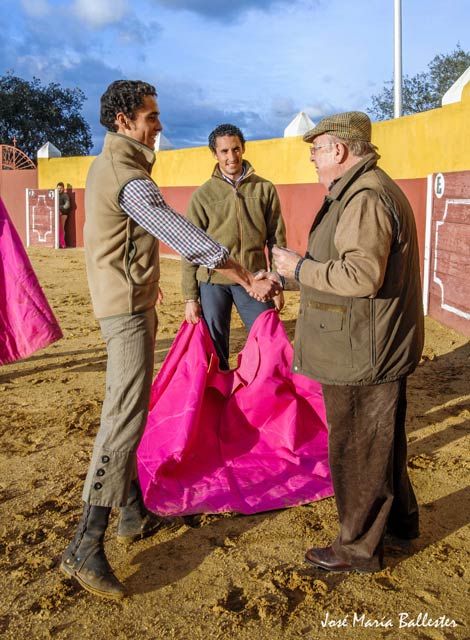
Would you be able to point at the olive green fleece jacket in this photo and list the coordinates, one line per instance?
(361, 317)
(246, 219)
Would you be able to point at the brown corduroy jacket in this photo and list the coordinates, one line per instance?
(361, 318)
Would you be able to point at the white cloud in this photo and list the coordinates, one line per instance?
(100, 13)
(36, 8)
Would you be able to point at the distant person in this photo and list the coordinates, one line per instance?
(126, 216)
(64, 210)
(242, 211)
(360, 333)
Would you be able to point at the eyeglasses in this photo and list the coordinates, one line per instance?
(314, 149)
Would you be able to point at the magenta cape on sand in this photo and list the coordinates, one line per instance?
(26, 319)
(246, 440)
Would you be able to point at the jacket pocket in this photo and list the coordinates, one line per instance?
(324, 338)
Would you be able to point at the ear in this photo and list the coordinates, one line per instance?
(341, 152)
(122, 121)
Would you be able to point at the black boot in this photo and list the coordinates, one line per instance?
(136, 521)
(85, 560)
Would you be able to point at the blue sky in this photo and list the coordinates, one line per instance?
(255, 63)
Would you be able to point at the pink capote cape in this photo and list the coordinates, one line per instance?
(246, 440)
(26, 319)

****************************************

**WORK REQUIRED:** Reproduce all the records above, replacing "list the coordinates" with "give the coordinates" and keeping everything else the same. Leave out the pictures.

**RESPONSE:**
Would you be able to point at the olive green fleece jacket in this photo and give the coordinates, one line per instance?
(361, 317)
(246, 219)
Would you be able to point at the brown corduroy jacket in this photo and give the coordinates, one line per instance?
(361, 318)
Would you be able to point at the white cloud in this photo and give the coordinates, one line per instance?
(100, 13)
(36, 8)
Would you be able to point at the distant person in this photo and give the coordinates, one line per instance?
(126, 216)
(64, 210)
(242, 211)
(360, 333)
Would you be able to point at the eyeglasses in this photo and give the coordinates, one line per instance?
(314, 149)
Would you be able to point at the magenta cape on sand in this photo and give the coordinates, one line per instance?
(26, 319)
(246, 440)
Would you be able to point at the jacket pocket in this photo and give the coordinates, one line per instance?
(324, 338)
Would you be able to point at the ear in this photo and give the coordinates, one line per instance?
(341, 152)
(122, 121)
Would you be able to point at the black boot in this photo and give the coordinates, one line per instance?
(136, 521)
(85, 560)
Would you be able to point at the blue sky in this photo and give the coordinates, one line per instance?
(255, 63)
Would you be able to point at the pink capote cape in this photo and give the coordinates, one line per instance?
(246, 440)
(26, 319)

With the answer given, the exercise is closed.